>>>>>
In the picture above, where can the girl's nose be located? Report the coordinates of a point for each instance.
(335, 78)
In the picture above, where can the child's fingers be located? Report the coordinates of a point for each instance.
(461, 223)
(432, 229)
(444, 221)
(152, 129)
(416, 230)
<<<<<
STATED EXERCISE: Change "be located" to "be found" everywhere it occurs in the records above, and write the records out again with nothing else altered.

RESPONSE TO THE EXERCISE:
In the picture above, where can the girl's nose be found? Report the coordinates of a point for each instance.
(335, 78)
In the picture above, where can the child's fingers be found? Report the coordinates of a point for each instance.
(461, 223)
(432, 229)
(444, 221)
(152, 129)
(416, 230)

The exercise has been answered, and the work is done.